* PROBLEM DETAILS *
Please rewrite every line in the stretch from the line containing "Phrase -- building window" through the end of the material below, leaving everything unchanged except the coordinates in the answers, which you should multiply by 1.2 and round to whole numbers, with halves rounded up.

Point placement records:

>>>>

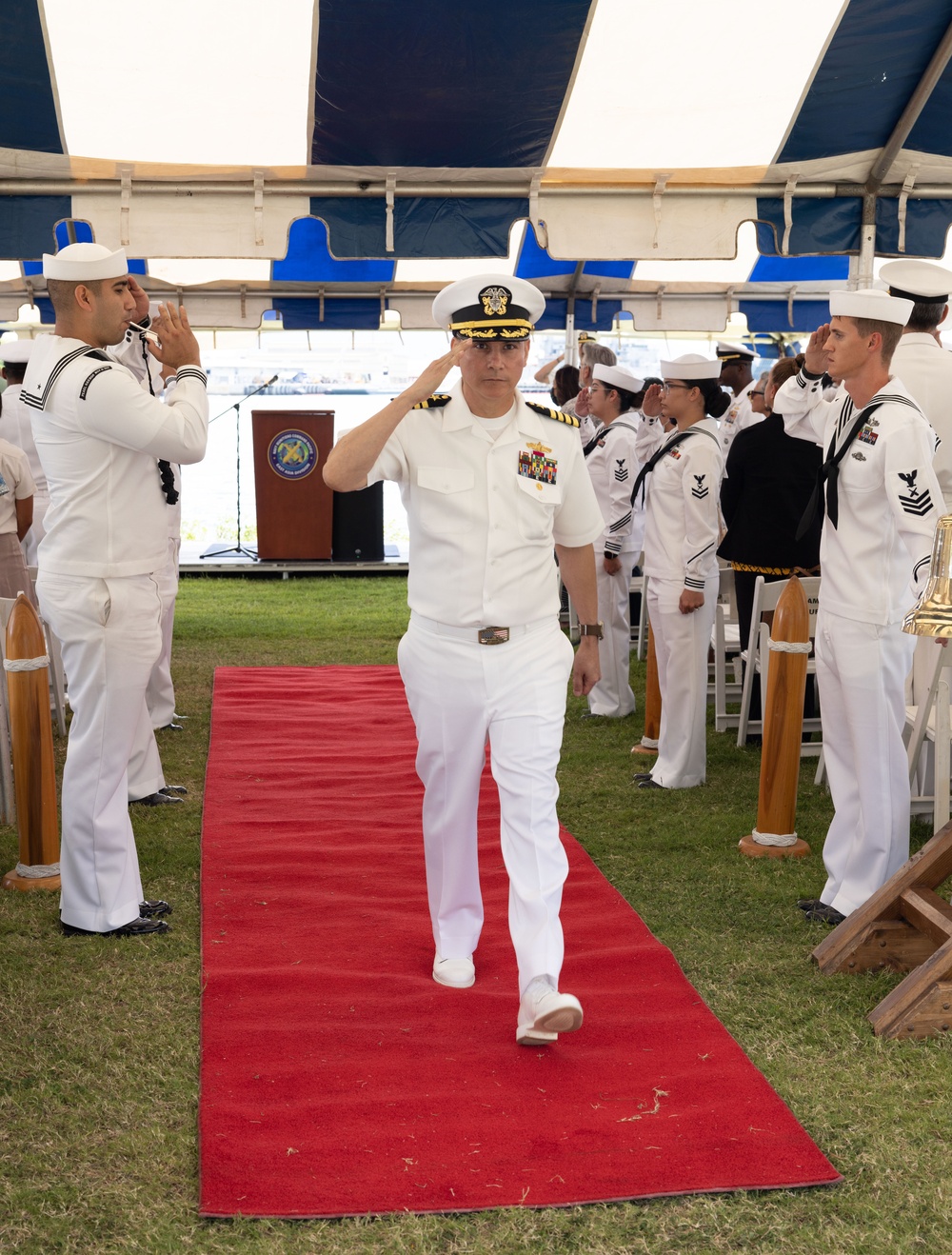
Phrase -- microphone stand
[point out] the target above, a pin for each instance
(238, 548)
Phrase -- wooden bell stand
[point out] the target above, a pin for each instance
(904, 926)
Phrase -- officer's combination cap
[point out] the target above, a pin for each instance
(917, 280)
(489, 308)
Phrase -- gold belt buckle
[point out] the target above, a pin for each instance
(493, 635)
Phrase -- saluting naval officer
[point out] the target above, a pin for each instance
(612, 464)
(101, 434)
(882, 505)
(490, 485)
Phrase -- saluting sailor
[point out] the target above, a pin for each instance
(680, 560)
(613, 465)
(99, 434)
(735, 373)
(490, 485)
(882, 504)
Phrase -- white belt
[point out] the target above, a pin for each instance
(488, 635)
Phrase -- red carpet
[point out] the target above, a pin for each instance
(338, 1078)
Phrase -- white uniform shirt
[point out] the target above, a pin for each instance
(16, 484)
(887, 493)
(99, 434)
(925, 370)
(15, 428)
(683, 521)
(485, 513)
(613, 466)
(738, 417)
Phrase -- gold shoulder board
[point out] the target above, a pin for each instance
(560, 415)
(434, 402)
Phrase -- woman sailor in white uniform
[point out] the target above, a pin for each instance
(683, 481)
(613, 467)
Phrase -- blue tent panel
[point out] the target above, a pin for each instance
(818, 226)
(773, 316)
(308, 260)
(340, 312)
(423, 226)
(442, 84)
(27, 224)
(28, 110)
(799, 270)
(872, 67)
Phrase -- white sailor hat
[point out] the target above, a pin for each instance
(489, 308)
(15, 353)
(734, 351)
(617, 377)
(691, 367)
(871, 303)
(86, 261)
(917, 280)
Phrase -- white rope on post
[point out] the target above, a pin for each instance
(771, 839)
(39, 871)
(27, 664)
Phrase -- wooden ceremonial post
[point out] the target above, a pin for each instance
(31, 737)
(774, 835)
(652, 703)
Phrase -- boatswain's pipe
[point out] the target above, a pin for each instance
(774, 835)
(28, 681)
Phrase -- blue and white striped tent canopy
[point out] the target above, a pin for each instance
(661, 161)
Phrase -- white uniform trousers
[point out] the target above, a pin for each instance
(861, 670)
(161, 693)
(682, 644)
(109, 631)
(612, 694)
(36, 529)
(513, 694)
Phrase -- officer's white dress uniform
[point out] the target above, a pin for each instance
(613, 465)
(486, 501)
(98, 434)
(15, 427)
(680, 552)
(888, 505)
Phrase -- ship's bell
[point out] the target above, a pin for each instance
(932, 612)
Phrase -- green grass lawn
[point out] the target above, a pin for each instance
(99, 1039)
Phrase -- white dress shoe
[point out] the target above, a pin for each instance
(455, 973)
(545, 1013)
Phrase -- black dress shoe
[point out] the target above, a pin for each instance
(154, 800)
(149, 910)
(823, 914)
(137, 927)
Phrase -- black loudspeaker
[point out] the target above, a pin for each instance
(358, 533)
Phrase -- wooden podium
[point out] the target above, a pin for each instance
(295, 508)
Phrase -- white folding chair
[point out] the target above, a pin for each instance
(725, 642)
(757, 655)
(58, 679)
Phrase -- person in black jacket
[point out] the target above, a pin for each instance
(767, 482)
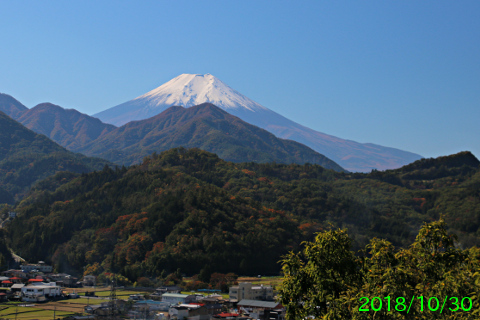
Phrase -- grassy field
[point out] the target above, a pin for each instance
(62, 308)
(32, 313)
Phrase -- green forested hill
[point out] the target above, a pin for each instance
(27, 157)
(188, 209)
(206, 127)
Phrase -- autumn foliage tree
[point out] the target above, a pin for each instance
(327, 281)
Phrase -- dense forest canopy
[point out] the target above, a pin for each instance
(188, 209)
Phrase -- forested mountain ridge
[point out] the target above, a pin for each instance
(206, 127)
(188, 209)
(67, 127)
(11, 107)
(27, 157)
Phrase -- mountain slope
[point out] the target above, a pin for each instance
(27, 157)
(11, 107)
(188, 90)
(206, 127)
(68, 127)
(189, 209)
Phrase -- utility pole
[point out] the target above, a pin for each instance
(113, 297)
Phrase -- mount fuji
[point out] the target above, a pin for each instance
(188, 90)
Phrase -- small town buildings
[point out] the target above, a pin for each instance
(151, 305)
(229, 316)
(15, 273)
(40, 292)
(177, 298)
(38, 267)
(190, 311)
(89, 281)
(245, 290)
(63, 279)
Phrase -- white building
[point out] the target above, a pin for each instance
(40, 266)
(40, 292)
(246, 290)
(176, 298)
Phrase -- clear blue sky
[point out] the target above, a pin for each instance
(404, 74)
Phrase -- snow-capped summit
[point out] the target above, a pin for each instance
(186, 90)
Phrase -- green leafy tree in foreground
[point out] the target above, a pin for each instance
(327, 281)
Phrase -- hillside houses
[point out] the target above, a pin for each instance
(246, 290)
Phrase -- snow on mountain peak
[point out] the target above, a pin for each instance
(188, 90)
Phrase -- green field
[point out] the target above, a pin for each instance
(31, 313)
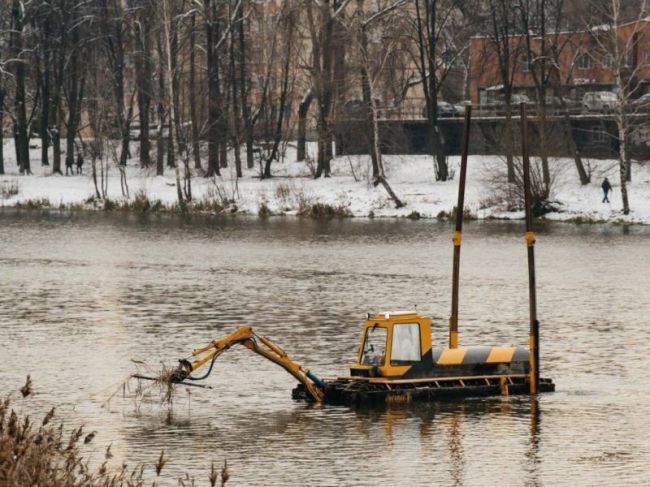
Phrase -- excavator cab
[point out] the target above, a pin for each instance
(392, 344)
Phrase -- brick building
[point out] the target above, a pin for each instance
(583, 61)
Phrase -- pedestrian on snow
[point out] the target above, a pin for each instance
(607, 187)
(69, 162)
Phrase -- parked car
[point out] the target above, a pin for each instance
(517, 99)
(445, 110)
(460, 107)
(642, 103)
(599, 101)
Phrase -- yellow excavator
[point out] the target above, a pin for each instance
(396, 361)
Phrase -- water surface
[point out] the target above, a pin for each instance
(81, 295)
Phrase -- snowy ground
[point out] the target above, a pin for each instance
(293, 188)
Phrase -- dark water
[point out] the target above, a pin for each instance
(83, 294)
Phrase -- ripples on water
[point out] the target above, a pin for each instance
(83, 294)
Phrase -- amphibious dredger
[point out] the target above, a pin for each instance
(396, 361)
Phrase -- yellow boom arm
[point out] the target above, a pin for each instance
(263, 346)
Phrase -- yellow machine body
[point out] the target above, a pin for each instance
(399, 346)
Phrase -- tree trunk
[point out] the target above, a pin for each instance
(214, 98)
(509, 146)
(196, 147)
(21, 135)
(283, 97)
(2, 116)
(235, 112)
(45, 112)
(160, 140)
(623, 163)
(144, 75)
(571, 143)
(167, 19)
(303, 109)
(243, 92)
(366, 89)
(546, 173)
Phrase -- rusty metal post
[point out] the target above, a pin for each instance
(530, 243)
(458, 233)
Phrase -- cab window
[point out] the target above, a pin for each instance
(406, 343)
(374, 346)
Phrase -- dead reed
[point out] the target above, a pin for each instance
(43, 454)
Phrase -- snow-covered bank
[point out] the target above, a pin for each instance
(292, 189)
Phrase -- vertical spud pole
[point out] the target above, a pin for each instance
(458, 233)
(530, 243)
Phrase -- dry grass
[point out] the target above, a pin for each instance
(43, 454)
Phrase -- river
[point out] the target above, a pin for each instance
(83, 295)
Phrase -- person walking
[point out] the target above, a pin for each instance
(80, 163)
(607, 187)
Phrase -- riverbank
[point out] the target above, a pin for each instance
(293, 191)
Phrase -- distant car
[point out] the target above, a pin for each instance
(642, 103)
(445, 110)
(460, 107)
(517, 99)
(599, 101)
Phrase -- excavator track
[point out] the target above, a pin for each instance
(352, 391)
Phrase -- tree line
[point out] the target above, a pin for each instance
(245, 77)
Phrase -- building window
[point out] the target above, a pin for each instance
(627, 59)
(608, 61)
(584, 61)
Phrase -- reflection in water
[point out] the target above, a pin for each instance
(533, 453)
(81, 295)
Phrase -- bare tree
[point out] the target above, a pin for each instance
(18, 63)
(618, 39)
(435, 26)
(506, 46)
(143, 20)
(321, 17)
(116, 36)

<<<<

* COMPLETE RESPONSE *
Phrase -- building window
[point out] the target above, a pin for each instance
(752, 71)
(730, 73)
(701, 73)
Phrase -- reflection in water
[point out] the target above, a pin for each instance
(640, 544)
(97, 354)
Phrase -- bare tree
[point out] the target above, a pin for each instance
(22, 76)
(742, 47)
(522, 31)
(607, 55)
(172, 24)
(385, 20)
(139, 43)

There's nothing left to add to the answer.